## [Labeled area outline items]

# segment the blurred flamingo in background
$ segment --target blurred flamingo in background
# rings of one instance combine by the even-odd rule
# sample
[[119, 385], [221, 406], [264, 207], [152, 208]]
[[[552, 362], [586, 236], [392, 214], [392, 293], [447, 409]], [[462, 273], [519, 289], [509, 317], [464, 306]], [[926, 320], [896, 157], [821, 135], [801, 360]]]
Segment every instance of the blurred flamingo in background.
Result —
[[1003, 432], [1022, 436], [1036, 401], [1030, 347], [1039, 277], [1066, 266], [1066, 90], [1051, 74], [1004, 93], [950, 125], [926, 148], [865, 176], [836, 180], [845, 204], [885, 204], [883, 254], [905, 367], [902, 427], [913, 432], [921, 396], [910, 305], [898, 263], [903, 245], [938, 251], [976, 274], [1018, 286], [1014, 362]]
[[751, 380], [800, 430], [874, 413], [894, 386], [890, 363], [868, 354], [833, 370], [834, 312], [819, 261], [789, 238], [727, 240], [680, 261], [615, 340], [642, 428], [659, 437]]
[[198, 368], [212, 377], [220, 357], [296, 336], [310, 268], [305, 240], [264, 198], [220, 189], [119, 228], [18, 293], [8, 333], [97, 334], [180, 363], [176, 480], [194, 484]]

## [Directive]
Reproduce the material in full, with no word added or dropped.

## [Task result]
# segment the blurred flamingo in background
$ segment --target blurred flamingo in background
# rings of one instance combine by the even-odd rule
# sample
[[119, 385], [221, 406], [264, 207], [152, 208]]
[[[552, 362], [586, 236], [392, 214], [392, 293], [447, 409]], [[462, 273], [519, 289], [509, 317], [464, 306]], [[926, 320], [896, 157], [821, 135], [801, 360]]]
Segment every instance of the blurred flamingo in background.
Result —
[[1003, 432], [1022, 436], [1036, 401], [1030, 347], [1039, 277], [1066, 266], [1066, 90], [1051, 74], [1004, 93], [950, 125], [926, 148], [865, 176], [836, 180], [845, 204], [885, 204], [883, 254], [905, 367], [902, 427], [913, 432], [921, 396], [910, 305], [898, 263], [903, 245], [938, 251], [976, 274], [1018, 286], [1014, 362]]
[[751, 380], [800, 430], [874, 413], [894, 386], [890, 363], [868, 354], [833, 370], [834, 312], [819, 261], [789, 238], [727, 240], [680, 261], [615, 340], [642, 428], [659, 437]]
[[198, 368], [212, 377], [220, 357], [296, 336], [310, 268], [305, 240], [264, 198], [220, 189], [119, 228], [18, 293], [8, 333], [97, 334], [180, 363], [176, 480], [194, 484]]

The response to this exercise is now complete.